### Dokumentausschnitt
________________
# AMD FreeSync - Wann nutzt es und wie?



## me2u (25. März 2017)

Hallo allerseits,

leider konnte ich mit Hilfe der SuFu nichts passendes zu meiner Frage finden und deswegen pack ich die jetzt hier rein: Ich habe eine MSI Gaming X RX480 mit der ich hauptsächlich die neueren Titel (3, 4 & 1) der Battlefield-Reihe spiele.
Da mir mein 23" Screen in der Zwischenzeit "zu klein" geworden ist, will ich mir in Kürze einen 27/28" Monitor beschaffen. Auflösungstechnisch reichen mir die 1080p vollends und für mich ergibt es daher weder einen technischen noch einen finanziellen Sinn, auf 4K upzugraden.
________________
### Rohdaten
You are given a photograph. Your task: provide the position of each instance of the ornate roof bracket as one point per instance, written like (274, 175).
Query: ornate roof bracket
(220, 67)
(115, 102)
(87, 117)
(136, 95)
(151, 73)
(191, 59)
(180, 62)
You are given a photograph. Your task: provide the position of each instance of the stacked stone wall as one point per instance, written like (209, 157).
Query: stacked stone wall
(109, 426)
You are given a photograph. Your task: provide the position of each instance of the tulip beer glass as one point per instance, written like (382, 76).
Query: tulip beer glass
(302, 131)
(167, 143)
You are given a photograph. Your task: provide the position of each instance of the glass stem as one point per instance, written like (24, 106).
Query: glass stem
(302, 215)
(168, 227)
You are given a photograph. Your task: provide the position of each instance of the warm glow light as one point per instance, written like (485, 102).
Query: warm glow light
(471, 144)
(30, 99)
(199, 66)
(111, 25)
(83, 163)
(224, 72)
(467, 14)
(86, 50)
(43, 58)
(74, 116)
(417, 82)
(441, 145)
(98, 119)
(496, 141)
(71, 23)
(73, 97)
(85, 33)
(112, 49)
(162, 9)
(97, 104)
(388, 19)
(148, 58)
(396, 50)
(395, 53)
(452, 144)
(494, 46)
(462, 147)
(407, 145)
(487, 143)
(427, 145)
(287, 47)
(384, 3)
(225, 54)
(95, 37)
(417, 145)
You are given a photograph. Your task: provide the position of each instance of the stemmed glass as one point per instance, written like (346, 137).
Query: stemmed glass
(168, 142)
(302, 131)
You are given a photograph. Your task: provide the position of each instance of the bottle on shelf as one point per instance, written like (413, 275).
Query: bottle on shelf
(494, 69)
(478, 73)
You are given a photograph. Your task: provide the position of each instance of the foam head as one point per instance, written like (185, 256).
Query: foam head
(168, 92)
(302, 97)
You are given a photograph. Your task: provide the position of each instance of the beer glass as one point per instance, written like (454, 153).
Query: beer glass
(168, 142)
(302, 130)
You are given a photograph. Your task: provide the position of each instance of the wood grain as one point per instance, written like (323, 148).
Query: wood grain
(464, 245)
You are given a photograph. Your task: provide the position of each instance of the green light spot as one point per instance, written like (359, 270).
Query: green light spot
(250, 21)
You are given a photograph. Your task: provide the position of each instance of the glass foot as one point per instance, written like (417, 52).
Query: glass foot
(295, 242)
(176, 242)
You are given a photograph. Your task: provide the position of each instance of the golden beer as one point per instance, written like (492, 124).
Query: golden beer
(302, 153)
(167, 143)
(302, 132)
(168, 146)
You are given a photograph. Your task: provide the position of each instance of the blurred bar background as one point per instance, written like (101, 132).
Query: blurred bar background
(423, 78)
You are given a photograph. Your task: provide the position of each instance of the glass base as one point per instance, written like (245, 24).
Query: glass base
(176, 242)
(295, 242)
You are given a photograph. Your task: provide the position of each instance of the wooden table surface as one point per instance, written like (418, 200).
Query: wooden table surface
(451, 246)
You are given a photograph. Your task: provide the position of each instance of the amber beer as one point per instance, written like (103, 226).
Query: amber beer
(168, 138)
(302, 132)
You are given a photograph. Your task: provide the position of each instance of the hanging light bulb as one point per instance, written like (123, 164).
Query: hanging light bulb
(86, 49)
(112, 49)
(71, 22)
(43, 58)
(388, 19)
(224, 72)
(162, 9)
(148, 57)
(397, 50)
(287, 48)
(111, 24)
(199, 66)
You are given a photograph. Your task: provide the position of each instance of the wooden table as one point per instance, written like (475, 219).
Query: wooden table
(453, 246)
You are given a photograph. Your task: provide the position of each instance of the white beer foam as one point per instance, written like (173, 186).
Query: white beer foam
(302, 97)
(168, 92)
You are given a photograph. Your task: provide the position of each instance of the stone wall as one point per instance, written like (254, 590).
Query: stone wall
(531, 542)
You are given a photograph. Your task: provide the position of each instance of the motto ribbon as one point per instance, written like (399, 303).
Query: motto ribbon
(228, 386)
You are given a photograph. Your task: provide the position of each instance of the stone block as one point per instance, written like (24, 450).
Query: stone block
________________
### Schriftliche Aufgaben
a) Tippen Sie aus dem Dokumentausschnitt alles von „leider konnte ich“ bis hinunter zu „auf 4K upzugraden.“ wortgetreu ab.
b) Beantworten Sie anhand des Dokumentausschnitts die folgenden Fragen:
(i) Welche Grafikkarte wird darin genannt?
(ii) Welche Bildschirmdiagonale hat der bisherige Monitor?
(iii) Welche Auflösung wird als völlig ausreichend bezeichnet?

### Ergebnisse
a)
leider konnte ich mit Hilfe der SuFu nichts passendes zu meiner Frage finden und deswegen pack ich die jetzt hier rein: Ich habe eine MSI Gaming X RX480 mit der ich hauptsächlich die neueren Titel (3, 4 & 1) der Battlefield-Reihe spiele.
Da mir mein 23" Screen in der Zwischenzeit "zu klein" geworden ist, will ich mir in Kürze einen 27/28" Monitor beschaffen. Auflösungstechnisch reichen mir die 1080p vollends und für mich ergibt es daher weder einen technischen noch einen finanziellen Sinn, auf 4K upzugraden.

b)
(i) Eine MSI Gaming X RX480
(ii) 23 Zoll
(iii) 1080p